> Given entries:
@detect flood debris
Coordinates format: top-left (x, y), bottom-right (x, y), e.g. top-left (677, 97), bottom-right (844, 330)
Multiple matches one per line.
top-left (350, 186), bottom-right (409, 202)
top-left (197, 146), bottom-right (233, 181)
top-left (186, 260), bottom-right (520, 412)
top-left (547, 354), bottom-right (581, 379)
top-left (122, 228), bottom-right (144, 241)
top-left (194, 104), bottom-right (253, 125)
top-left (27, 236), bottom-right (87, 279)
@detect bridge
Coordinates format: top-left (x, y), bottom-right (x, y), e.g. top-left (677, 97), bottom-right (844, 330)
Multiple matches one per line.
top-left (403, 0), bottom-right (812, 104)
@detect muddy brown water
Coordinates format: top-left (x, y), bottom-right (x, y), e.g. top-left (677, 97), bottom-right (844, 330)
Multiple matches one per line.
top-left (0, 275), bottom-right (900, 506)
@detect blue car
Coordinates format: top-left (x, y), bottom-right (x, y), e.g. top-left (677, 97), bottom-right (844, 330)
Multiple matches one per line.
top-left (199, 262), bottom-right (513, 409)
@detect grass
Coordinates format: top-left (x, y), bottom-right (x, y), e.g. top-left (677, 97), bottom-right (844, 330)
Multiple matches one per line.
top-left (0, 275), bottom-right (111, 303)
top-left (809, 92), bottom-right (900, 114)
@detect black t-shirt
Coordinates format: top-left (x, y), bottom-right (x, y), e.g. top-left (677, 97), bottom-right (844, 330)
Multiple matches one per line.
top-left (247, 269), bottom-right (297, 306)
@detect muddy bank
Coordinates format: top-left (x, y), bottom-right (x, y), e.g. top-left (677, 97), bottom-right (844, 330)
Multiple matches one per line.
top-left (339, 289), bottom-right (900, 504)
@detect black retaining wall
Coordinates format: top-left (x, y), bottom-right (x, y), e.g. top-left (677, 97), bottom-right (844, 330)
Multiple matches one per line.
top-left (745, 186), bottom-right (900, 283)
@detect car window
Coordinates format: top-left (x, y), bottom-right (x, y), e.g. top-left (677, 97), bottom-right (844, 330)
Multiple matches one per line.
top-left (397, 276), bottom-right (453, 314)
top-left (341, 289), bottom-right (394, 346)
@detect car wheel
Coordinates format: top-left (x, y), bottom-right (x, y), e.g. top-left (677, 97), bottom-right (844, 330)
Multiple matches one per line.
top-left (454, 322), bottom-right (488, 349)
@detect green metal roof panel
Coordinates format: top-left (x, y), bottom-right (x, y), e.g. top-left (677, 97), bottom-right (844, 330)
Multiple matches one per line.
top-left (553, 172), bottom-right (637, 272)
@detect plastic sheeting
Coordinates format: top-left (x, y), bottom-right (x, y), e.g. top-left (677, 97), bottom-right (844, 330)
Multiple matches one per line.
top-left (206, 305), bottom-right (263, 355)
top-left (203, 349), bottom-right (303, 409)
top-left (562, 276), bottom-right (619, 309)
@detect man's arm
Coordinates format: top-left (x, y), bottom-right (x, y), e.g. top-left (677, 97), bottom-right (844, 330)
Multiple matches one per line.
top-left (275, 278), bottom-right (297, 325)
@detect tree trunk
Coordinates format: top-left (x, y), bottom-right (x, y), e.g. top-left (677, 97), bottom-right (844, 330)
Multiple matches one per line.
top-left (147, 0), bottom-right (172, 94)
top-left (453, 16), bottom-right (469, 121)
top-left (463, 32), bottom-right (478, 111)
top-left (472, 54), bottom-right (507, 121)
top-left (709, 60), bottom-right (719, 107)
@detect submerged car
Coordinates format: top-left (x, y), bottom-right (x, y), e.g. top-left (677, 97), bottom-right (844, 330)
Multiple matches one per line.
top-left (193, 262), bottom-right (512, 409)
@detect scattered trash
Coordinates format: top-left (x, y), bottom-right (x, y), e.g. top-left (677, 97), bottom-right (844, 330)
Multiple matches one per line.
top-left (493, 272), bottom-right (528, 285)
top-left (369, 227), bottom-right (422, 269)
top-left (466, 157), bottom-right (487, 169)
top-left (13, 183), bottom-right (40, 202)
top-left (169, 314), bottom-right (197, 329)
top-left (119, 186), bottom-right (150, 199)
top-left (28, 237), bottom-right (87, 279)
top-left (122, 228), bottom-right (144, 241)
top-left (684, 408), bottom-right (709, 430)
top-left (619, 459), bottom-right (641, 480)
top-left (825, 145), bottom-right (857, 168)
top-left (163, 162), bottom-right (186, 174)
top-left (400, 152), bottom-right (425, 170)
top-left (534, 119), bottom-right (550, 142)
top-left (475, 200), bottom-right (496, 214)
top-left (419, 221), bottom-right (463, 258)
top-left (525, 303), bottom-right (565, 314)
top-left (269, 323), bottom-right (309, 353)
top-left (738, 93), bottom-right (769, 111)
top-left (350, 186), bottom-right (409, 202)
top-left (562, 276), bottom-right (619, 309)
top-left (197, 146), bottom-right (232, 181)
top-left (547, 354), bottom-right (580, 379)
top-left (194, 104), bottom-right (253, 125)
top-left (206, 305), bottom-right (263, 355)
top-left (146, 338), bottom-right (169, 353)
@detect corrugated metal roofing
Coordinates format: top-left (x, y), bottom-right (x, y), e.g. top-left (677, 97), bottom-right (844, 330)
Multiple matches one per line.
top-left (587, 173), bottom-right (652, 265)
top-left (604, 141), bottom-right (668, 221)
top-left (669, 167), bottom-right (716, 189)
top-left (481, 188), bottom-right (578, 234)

...

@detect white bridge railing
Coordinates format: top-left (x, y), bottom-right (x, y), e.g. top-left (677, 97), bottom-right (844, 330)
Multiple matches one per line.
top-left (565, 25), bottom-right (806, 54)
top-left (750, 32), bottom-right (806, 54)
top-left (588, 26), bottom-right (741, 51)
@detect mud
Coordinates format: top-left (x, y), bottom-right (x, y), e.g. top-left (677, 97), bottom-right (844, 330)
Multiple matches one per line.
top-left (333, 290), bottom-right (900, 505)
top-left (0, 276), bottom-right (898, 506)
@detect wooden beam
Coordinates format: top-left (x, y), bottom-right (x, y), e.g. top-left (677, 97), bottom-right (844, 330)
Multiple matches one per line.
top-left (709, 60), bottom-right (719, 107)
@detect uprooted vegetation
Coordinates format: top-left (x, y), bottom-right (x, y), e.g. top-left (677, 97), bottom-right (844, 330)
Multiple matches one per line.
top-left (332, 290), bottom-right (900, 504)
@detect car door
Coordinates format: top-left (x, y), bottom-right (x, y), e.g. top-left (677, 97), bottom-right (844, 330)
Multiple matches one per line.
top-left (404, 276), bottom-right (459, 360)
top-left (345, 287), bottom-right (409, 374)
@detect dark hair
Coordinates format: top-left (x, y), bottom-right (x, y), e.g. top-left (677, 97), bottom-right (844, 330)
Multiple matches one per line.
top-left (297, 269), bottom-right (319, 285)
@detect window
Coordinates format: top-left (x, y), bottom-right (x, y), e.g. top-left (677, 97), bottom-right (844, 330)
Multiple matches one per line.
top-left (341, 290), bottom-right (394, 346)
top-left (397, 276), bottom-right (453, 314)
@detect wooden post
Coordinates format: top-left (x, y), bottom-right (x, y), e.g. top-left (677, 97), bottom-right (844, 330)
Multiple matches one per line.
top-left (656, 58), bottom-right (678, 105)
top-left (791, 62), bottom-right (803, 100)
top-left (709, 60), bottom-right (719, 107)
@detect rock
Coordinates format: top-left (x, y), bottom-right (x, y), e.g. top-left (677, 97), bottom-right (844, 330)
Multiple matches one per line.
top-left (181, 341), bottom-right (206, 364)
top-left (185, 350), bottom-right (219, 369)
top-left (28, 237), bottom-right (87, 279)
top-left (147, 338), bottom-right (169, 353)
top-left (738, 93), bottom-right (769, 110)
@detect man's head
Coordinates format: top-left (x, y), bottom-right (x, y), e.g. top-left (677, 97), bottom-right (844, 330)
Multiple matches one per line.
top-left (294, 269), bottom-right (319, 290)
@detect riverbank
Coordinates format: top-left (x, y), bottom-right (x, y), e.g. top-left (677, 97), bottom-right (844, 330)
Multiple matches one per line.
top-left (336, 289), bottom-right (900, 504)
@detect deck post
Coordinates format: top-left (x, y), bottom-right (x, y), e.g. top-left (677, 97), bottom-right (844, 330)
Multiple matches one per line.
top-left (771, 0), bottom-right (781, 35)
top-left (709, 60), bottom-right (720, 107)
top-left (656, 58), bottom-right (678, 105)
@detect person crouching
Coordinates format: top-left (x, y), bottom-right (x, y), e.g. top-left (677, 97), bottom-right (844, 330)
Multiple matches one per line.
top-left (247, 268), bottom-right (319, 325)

> To be done:
Which lines in the records contain the word "wooden"? Copy each of those lines in full, counting only matches with the same capitalization.

> Answer to this task:
@detect wooden beam
@detect wooden post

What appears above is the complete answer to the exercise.